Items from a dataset
::::::

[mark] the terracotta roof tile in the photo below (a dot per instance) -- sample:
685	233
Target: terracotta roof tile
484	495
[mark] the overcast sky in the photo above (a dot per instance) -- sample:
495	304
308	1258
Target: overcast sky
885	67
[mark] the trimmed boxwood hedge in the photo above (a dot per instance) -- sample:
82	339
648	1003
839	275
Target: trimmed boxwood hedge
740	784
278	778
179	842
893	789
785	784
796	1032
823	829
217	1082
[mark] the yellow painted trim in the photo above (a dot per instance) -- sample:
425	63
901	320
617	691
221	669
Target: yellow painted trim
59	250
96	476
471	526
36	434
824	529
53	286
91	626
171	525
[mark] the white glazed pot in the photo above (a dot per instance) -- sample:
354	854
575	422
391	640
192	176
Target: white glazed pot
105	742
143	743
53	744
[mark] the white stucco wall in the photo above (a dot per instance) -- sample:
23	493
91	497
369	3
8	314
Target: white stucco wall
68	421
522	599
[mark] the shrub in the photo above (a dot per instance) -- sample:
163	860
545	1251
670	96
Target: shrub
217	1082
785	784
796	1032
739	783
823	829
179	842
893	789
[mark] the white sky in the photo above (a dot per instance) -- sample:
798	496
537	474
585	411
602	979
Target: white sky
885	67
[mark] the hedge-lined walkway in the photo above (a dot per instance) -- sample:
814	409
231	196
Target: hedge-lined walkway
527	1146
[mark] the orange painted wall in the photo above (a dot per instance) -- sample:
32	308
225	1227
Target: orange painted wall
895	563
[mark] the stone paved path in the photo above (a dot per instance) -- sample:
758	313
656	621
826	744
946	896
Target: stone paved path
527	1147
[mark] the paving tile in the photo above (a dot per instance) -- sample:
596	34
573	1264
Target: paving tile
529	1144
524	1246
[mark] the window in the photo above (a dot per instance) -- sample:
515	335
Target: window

::::::

*Required work*: Reproduce all of the items above line for line, without changing anything.

*Solution for this problem*:
[mark] the terracotta roof tile in the photo below (a dot per instance) -- sample:
685	233
Target: terracotta roof tile
484	495
[mark] the overcast sky in the photo above (a dot per instance) -- sample:
495	304
308	1258
Target: overcast sky
885	67
[mark] the trimmed boxwood hedge in the photo above (a dot per instance) -- sample:
82	339
648	1003
839	275
Target: trimmed boxwood hedge
740	784
278	778
179	842
893	789
785	784
796	1032
823	829
217	1082
[mark] the yellow painted trim in the photo above (a dot per instance) -- sample:
425	63
901	320
617	691
221	669
Target: yellow painted trim
59	250
96	476
471	526
36	434
824	529
53	286
91	626
171	525
[mark] the white glazed pot in the photo above (a dot per instance) -- sample:
354	854
575	422
391	640
192	176
Target: white glazed pot
105	742
143	743
53	744
[mark] the white stucco wall in the photo above (a dot per instance) -- sample:
23	493
91	497
369	3
8	314
Target: white stucco wall
68	421
522	599
[mark] the shrub in the photo above (a dot per instance) -- sample:
163	860
545	1251
670	96
Target: shrub
217	1082
785	784
796	1032
739	783
823	829
179	842
893	789
[mark] the white sky in the photo above (a dot per instance) -- sample:
798	496
537	474
585	411
602	979
Target: white sky
885	67
[mark] the hedge-lined walkway in the photo above (a dot per instance) -- sample:
814	409
231	196
Target: hedge-lined walkway
527	1146
[mark] the orange painted wall in the photo above (a dot per instance) -- sample:
32	308
225	1227
Target: orange painted wall
895	563
[mark] the stone paved path in the photo above (a dot per instance) -- sample:
758	313
656	621
826	744
946	896
Target: stone paved path
527	1147
[mark] the paving tile in the photo above (a dot per instance) -- sample:
596	34
573	1264
Target: paving tile
529	1144
524	1246
[mark] the window in the photo above (a dot per instance) -- sample:
515	335
Target: window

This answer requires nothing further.